§ PROMPT
Your answer should hold exactly the lines from the one containing "[ ] a point on the green" through the end of the material, and no others.

§ INFORMATION SUPPLIED
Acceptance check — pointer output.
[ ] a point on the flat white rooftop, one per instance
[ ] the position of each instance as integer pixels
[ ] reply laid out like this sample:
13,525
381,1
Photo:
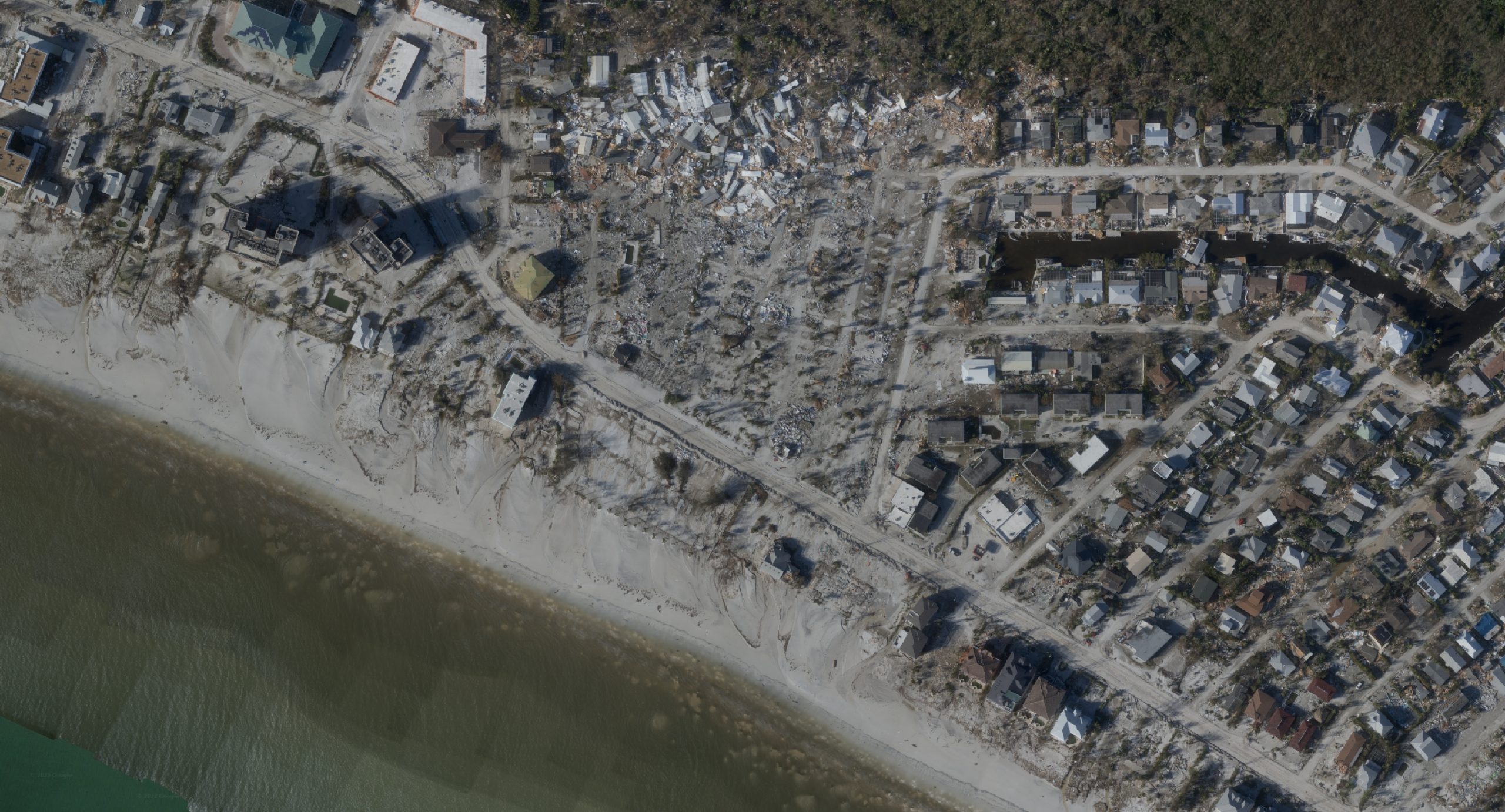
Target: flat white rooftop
467,28
514,397
395,73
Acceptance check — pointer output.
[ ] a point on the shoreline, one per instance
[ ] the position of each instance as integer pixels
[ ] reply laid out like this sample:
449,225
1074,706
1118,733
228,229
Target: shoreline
863,724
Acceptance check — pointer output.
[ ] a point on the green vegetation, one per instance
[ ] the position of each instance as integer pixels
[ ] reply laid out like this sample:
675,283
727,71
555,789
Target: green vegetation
1137,52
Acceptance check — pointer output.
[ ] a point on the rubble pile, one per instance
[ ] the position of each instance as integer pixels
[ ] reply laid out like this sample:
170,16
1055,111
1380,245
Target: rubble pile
678,128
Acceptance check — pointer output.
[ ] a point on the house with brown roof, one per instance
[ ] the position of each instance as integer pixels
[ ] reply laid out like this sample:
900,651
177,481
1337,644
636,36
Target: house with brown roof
1304,736
1260,707
22,88
980,665
17,159
1350,752
1293,501
1280,724
1256,602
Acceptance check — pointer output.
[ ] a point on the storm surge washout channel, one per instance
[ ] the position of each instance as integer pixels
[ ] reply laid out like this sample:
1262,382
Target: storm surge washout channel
211,629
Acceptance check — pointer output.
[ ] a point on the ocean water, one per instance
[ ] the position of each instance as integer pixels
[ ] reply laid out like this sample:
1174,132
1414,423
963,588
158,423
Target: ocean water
208,628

§ ANSWER BOX
[ ] a point on the green vegetation, one per instance
[ ] the position of each instance as integer pixels
[ ] reply laid out like this sample:
675,283
727,71
555,789
Target: green vegetation
1137,52
Acceptance check — pointer output.
[ ] a point on the rubble pile, one per instance
[ ] the position of each instance as integer pixels
[ ] reply laid out like this sample:
170,16
1055,111
1380,245
Target: rubble pile
678,128
Acceptance check — pointer output.
[ ] a point on the house with brown roof, one per instance
[ ] the position of each instance as integer pixels
[ ] reply laid out like this sample:
900,651
177,481
1337,644
636,36
Target: house with brown roof
1304,736
1260,707
22,88
980,665
17,159
1350,752
1293,501
1280,724
1256,602
Acceptance check — pointer output.
[ ] a point on the storm surge washout channel, one per instance
[ ] the position of each instance as integer pixels
[ ] reply laid out like this sample:
1262,382
Target: storm surge washout channel
211,629
Acceptance check — pointer output.
[ ] a point on the ocean water, one per instance
[ ] the position of each instance as integer pixels
[ ] reply laid out like this sample:
1174,132
1414,423
963,588
158,423
Target: ocean water
208,628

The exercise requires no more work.